**DATA SHOWN:**
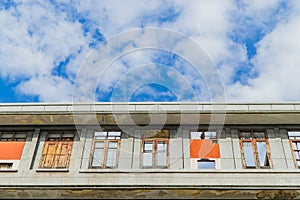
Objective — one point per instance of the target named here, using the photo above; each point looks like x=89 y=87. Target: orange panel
x=11 y=150
x=204 y=149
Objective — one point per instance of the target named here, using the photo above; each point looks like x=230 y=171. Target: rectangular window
x=255 y=149
x=203 y=144
x=206 y=164
x=57 y=150
x=105 y=149
x=12 y=144
x=294 y=137
x=155 y=149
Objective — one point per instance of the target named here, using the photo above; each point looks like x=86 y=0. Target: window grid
x=155 y=153
x=57 y=150
x=105 y=149
x=13 y=136
x=203 y=134
x=294 y=139
x=255 y=138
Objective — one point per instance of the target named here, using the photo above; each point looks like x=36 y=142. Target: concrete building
x=150 y=150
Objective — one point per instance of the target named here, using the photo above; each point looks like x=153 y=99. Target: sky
x=160 y=50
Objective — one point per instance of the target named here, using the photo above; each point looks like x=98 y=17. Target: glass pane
x=147 y=159
x=295 y=146
x=210 y=135
x=162 y=147
x=114 y=135
x=111 y=157
x=99 y=145
x=148 y=146
x=298 y=145
x=248 y=154
x=262 y=154
x=100 y=135
x=97 y=158
x=195 y=135
x=162 y=159
x=206 y=164
x=113 y=145
x=293 y=133
x=259 y=135
x=245 y=135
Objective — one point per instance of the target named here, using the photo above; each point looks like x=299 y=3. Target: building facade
x=150 y=150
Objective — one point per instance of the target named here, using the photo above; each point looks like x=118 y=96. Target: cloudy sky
x=160 y=50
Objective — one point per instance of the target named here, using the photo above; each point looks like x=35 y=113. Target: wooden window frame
x=291 y=141
x=202 y=137
x=154 y=153
x=59 y=143
x=13 y=138
x=254 y=142
x=105 y=148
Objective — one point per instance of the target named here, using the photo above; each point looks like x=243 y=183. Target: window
x=11 y=148
x=255 y=149
x=204 y=145
x=206 y=164
x=294 y=137
x=155 y=149
x=57 y=150
x=6 y=165
x=105 y=149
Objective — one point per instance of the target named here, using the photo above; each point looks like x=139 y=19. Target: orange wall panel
x=204 y=149
x=11 y=150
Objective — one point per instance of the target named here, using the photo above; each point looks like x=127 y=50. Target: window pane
x=295 y=146
x=262 y=154
x=111 y=157
x=148 y=146
x=147 y=159
x=206 y=164
x=259 y=135
x=245 y=135
x=298 y=145
x=114 y=135
x=210 y=135
x=195 y=135
x=162 y=159
x=248 y=154
x=99 y=145
x=162 y=147
x=294 y=134
x=113 y=145
x=97 y=158
x=100 y=135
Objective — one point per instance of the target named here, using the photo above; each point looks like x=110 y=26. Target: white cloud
x=49 y=89
x=277 y=63
x=34 y=43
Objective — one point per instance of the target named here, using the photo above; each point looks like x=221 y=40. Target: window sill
x=8 y=170
x=52 y=170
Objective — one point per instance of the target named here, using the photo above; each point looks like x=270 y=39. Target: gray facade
x=229 y=179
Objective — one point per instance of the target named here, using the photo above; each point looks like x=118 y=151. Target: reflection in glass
x=147 y=159
x=161 y=154
x=111 y=157
x=206 y=164
x=248 y=154
x=97 y=158
x=262 y=154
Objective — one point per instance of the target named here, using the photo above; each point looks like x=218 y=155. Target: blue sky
x=44 y=45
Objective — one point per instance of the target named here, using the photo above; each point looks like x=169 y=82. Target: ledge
x=8 y=170
x=52 y=170
x=243 y=171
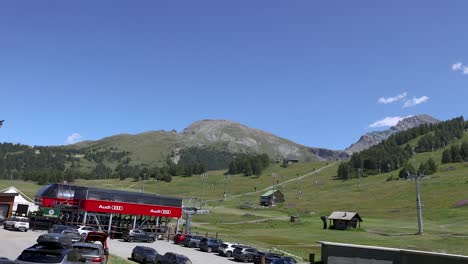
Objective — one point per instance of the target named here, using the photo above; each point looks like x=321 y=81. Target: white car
x=84 y=230
x=17 y=223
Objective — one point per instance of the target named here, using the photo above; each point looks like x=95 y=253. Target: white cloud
x=415 y=101
x=389 y=100
x=387 y=121
x=73 y=138
x=465 y=70
x=457 y=66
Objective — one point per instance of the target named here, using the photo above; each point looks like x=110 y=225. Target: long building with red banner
x=83 y=201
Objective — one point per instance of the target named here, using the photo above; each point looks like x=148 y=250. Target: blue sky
x=320 y=73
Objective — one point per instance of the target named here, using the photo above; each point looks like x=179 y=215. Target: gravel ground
x=12 y=243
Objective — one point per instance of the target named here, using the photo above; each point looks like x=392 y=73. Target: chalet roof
x=337 y=215
x=270 y=192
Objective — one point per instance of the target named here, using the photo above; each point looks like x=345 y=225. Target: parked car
x=100 y=237
x=138 y=235
x=271 y=257
x=244 y=254
x=172 y=258
x=50 y=255
x=73 y=234
x=144 y=255
x=17 y=223
x=192 y=241
x=210 y=244
x=92 y=252
x=226 y=249
x=179 y=238
x=51 y=249
x=84 y=230
x=280 y=261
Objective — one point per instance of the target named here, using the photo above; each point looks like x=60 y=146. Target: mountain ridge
x=234 y=136
x=372 y=138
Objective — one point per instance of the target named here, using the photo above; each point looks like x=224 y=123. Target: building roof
x=337 y=215
x=270 y=192
x=20 y=198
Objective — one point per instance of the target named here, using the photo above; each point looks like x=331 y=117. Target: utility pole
x=359 y=178
x=282 y=184
x=225 y=186
x=299 y=191
x=203 y=176
x=418 y=201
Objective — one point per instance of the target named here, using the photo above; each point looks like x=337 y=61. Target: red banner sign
x=130 y=208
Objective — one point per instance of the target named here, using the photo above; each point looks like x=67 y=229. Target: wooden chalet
x=271 y=197
x=344 y=220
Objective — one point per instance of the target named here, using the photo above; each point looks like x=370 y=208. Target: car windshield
x=40 y=257
x=88 y=251
x=183 y=260
x=18 y=219
x=150 y=251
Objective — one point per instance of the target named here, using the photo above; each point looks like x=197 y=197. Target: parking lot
x=13 y=243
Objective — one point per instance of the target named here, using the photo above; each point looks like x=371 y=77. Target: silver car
x=92 y=252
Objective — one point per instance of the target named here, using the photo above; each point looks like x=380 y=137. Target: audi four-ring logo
x=160 y=211
x=111 y=207
x=117 y=207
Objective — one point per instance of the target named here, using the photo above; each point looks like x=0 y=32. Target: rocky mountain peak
x=375 y=137
x=414 y=121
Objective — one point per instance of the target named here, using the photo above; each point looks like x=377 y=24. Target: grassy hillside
x=388 y=208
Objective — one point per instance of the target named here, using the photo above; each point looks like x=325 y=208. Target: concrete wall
x=355 y=254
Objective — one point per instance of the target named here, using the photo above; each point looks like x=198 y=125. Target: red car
x=179 y=238
x=94 y=236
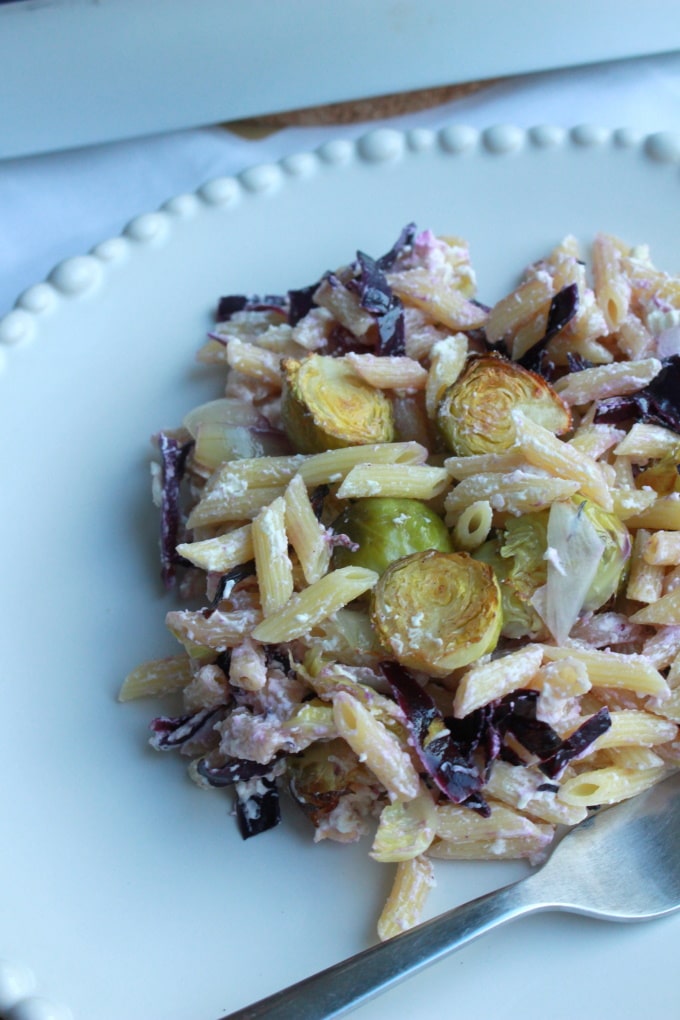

**STATED EXERCISE:** Update all the items above by changing "the photo above" to "the image shown above" wherever it occurs and keeping every other line as it is. Omit the pictures from your answer.

**ANSWER TO THE EXERCISE:**
Objective — one point per instance of the target named here, using the image shown above; each point looks like x=89 y=87. Target: orange panel
x=11 y=150
x=204 y=149
Objective — one point per instance of the target named here, using the image shown above; each point looks like x=230 y=171. Target: rectangular window
x=255 y=149
x=203 y=144
x=206 y=164
x=57 y=150
x=105 y=149
x=12 y=144
x=294 y=137
x=155 y=149
Objective — one point per instance of the target named here, using the image shown above; each point looks like x=86 y=0. Target: window grid
x=155 y=153
x=57 y=150
x=105 y=149
x=13 y=136
x=203 y=134
x=294 y=139
x=255 y=138
Objective — one point per instance of the target named here, using the image shown above; each point looks like x=36 y=142. Target: concrete building
x=150 y=150
Objective — one point per instance of the target named here, using the image shown above; each point looks like x=153 y=99. Target: sky
x=160 y=50
Objective — one point per instance of the target named here, using the image shown above; each point looks like x=98 y=17. Target: glass pane
x=147 y=159
x=295 y=146
x=210 y=135
x=162 y=147
x=114 y=135
x=111 y=157
x=99 y=145
x=148 y=146
x=298 y=145
x=248 y=154
x=262 y=154
x=100 y=135
x=97 y=158
x=195 y=135
x=162 y=159
x=206 y=164
x=113 y=145
x=293 y=133
x=259 y=135
x=245 y=135
Objective — one point per instance of the target named here, using the image shown above; each point looks like x=299 y=3. Target: building facade
x=150 y=150
Objective — one point per instance of the target named here, using the image shown above; each point looks like x=118 y=96. Target: cloudy sky
x=160 y=50
Objective — one point per instance of the target named here, using the image shown above; each point looks like x=35 y=113. Target: wooden window frame
x=291 y=141
x=202 y=137
x=154 y=153
x=59 y=143
x=13 y=138
x=254 y=142
x=105 y=148
Objective — one point per instance of the target named here, using the image shown above; each point looks like x=243 y=183. Target: window
x=11 y=148
x=255 y=149
x=204 y=145
x=206 y=164
x=294 y=137
x=155 y=149
x=57 y=150
x=6 y=165
x=105 y=149
Objective — one point per instance of the target named here, using the image shown above; each point looks like x=139 y=19. Target: orange wall panel
x=204 y=149
x=11 y=150
Objective — one point per instance of the target named here, using the image shown above; each point looks like x=127 y=50. Target: window pane
x=295 y=146
x=262 y=154
x=111 y=157
x=148 y=146
x=147 y=159
x=206 y=164
x=259 y=135
x=245 y=135
x=298 y=145
x=114 y=135
x=210 y=135
x=195 y=135
x=162 y=159
x=248 y=154
x=99 y=145
x=162 y=147
x=294 y=134
x=113 y=145
x=97 y=158
x=100 y=135
Objective — one point per instance of the target named here, using the image shown above; each point looks like x=110 y=26. Target: white cloud
x=49 y=89
x=277 y=63
x=34 y=43
Objective — one point per instance of the target named here, using the image shown above; each point looks like x=221 y=40. Target: window sill
x=8 y=170
x=52 y=170
Objective — one point per instance of the target named here, using the image shown above; each point looks like x=270 y=39. Target: gray facade
x=229 y=179
Objective — one point per instance of the target named here, using the image shown above; each point looks like x=118 y=151. Target: reflection in glass
x=147 y=159
x=161 y=154
x=111 y=157
x=206 y=164
x=248 y=154
x=97 y=158
x=262 y=154
Objective — one point per instance of the target named here, using the image shown above; each point looks like x=218 y=155. Target: blue sky
x=44 y=45
Objective — one point per instance of the target named here, using the image shown above; each point looks like x=169 y=82. Target: ledge
x=8 y=170
x=52 y=170
x=243 y=171
Objective — one point per instance of the target named here, using the image shown above; each point looks like x=321 y=81. Target: white car
x=84 y=230
x=17 y=223
Objective — one point per instance of the target named here, using the image shown above; each point looks like x=95 y=253. Target: white cloud
x=415 y=101
x=389 y=100
x=387 y=121
x=73 y=138
x=465 y=70
x=457 y=66
Objective — one point per instance of the target named here, using the image shown above; each point looks like x=110 y=225. Target: long building with red banner
x=83 y=201
Objective — one point per instance of the target named here, using the image shown above; each point looks like x=148 y=250. Target: blue sky
x=320 y=73
Objective — one point per instance of the target named here, using the image shown above; each point looks like x=179 y=215. Target: gravel ground
x=12 y=243
Objective — one point per instance of the target named here, using the image shown above; each point looks like x=392 y=73. Target: chalet roof
x=337 y=215
x=270 y=192
Objective — one point per instance of the target named here, using the image shown above; each point looks like x=345 y=225. Target: parked car
x=100 y=237
x=138 y=235
x=271 y=257
x=244 y=254
x=172 y=258
x=50 y=255
x=73 y=234
x=144 y=255
x=17 y=223
x=192 y=241
x=210 y=244
x=92 y=252
x=226 y=249
x=179 y=238
x=51 y=249
x=84 y=230
x=280 y=261
Objective — one point per instance of the target named here, using the image shown above; each point looks like x=60 y=146. Target: mountain ridge
x=234 y=136
x=372 y=138
Objective — one point per instance of the target named here, using the image shown above; each point looks like x=224 y=123. Target: building roof
x=337 y=215
x=270 y=192
x=20 y=198
Objective — one point per instance of the target named here, using the image shown above; each point looks like x=331 y=117. Target: utility pole
x=359 y=178
x=282 y=184
x=225 y=186
x=299 y=191
x=203 y=176
x=418 y=201
Objective — one point per instance of the target named here, using the image shown above; each point looks like x=337 y=61. Target: red banner sign
x=130 y=208
Objective — one point per instance of the target named here, using the image shown above; each point looks like x=67 y=229. Target: wooden chalet
x=271 y=197
x=344 y=220
Objective — one point per instance of the target named here, using the image shown above; each point looks like x=370 y=208. Target: car windshield
x=40 y=257
x=88 y=251
x=183 y=260
x=18 y=219
x=150 y=251
Objective — one point per instance of the target named here, using the image shown above; each point looks like x=197 y=197. Target: parking lot
x=13 y=243
Objective — one point per instance of the target named here, using the image shown above; each point looks like x=371 y=77. Target: silver car
x=92 y=252
Objective — one point per instance of the target named here, using the image shown above; each point looks like x=380 y=137. Target: audi four-ring logo
x=160 y=211
x=111 y=207
x=117 y=207
Objective — one point per instance of the target named here, using the image shown above; each point looks like x=0 y=32. Target: rocky mountain peak
x=375 y=137
x=414 y=121
Objective — one point per instance of the target named here, using the image shown above; each point looks like x=377 y=24. Target: grassy hillside
x=388 y=208
Objective — one point per instance of the target named here, using the image shown above; each point looks like x=325 y=208. Target: concrete wall
x=355 y=254
Objective — one point per instance of the target named here, using the image shown above; each point looks like x=198 y=125. Target: red car
x=179 y=238
x=94 y=236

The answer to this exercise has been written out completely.